*BRIEF:* Below are the entries; set down each of them exactly.
━━━━━ MATERIAL PROVIDED ━━━━━
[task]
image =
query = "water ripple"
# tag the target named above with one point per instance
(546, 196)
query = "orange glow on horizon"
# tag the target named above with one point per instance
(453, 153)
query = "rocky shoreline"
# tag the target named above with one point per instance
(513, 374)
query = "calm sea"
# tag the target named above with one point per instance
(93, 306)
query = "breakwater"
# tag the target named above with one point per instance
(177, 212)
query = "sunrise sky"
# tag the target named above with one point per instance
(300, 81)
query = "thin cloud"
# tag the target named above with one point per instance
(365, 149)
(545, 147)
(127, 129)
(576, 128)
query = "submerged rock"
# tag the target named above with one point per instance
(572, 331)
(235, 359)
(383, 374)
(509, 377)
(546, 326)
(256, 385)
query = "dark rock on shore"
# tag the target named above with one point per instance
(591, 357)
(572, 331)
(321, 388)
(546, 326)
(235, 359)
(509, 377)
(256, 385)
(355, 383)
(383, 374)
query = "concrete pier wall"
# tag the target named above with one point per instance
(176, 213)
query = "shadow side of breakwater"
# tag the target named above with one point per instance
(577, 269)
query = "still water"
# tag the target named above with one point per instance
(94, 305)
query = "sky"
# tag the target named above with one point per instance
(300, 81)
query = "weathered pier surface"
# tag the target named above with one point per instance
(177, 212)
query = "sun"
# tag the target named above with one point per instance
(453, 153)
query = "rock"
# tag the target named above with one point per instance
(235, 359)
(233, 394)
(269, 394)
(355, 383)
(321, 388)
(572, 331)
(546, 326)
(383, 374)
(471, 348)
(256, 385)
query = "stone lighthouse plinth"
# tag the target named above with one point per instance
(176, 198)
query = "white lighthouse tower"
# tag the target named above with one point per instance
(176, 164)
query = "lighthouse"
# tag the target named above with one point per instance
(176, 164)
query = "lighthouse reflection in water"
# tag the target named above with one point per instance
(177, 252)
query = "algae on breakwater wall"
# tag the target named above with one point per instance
━━━━━
*WRITTEN ANSWER:*
[task]
image =
query = "water ripple"
# tag the target named above with one point per instance
(546, 196)
query = "orange glow on horizon"
# tag the target named above with one point per instance
(453, 153)
query = "rocky shoreline"
# tag the target named above with one point per instance
(513, 374)
query = "calm sea"
# tag the target named above with one point per instance
(93, 306)
query = "breakwater"
# tag the target named above with one point per instance
(177, 212)
query = "sunrise sky"
# tag the target named above with one point per instance
(300, 81)
query = "thin cloud"
# tag the target named above with one point per instance
(365, 149)
(545, 147)
(127, 129)
(576, 128)
query = "submerged rock"
# tag the target named above with one point per instance
(572, 331)
(235, 359)
(383, 374)
(509, 377)
(546, 326)
(256, 385)
query = "dark rock on shore"
# tag the target named above with one point per instance
(591, 357)
(572, 331)
(321, 388)
(546, 326)
(235, 359)
(509, 377)
(256, 385)
(355, 383)
(383, 374)
query = "concrete pier wall"
# tag the target named above with one point per instance
(176, 213)
query = "shadow side of breakwater"
# tag the target named above with one point per instance
(577, 269)
query = "still water"
# tag the target named above with one point per instance
(94, 305)
query = "sky"
# tag the target named above with one point per instance
(300, 81)
query = "weathered pier surface"
# tag the target named above with one point per instance
(177, 212)
query = "sun"
# tag the target named above with one point per instance
(453, 153)
query = "rock"
# tag the target named above with one point per instance
(235, 359)
(233, 394)
(269, 394)
(355, 383)
(321, 388)
(572, 331)
(546, 326)
(383, 374)
(471, 348)
(256, 385)
query = "stone lighthouse plinth"
# tag the target named above with one point per instance
(176, 198)
query = "white lighthouse tower"
# tag the target named above with one point per instance
(176, 164)
query = "lighthouse"
# tag the target named above with one point per instance
(176, 164)
query = "lighthouse reflection in water"
# tag the target named above with one point per instance
(177, 252)
query = "algae on breakwater wall"
# tag the target named above with one point per instance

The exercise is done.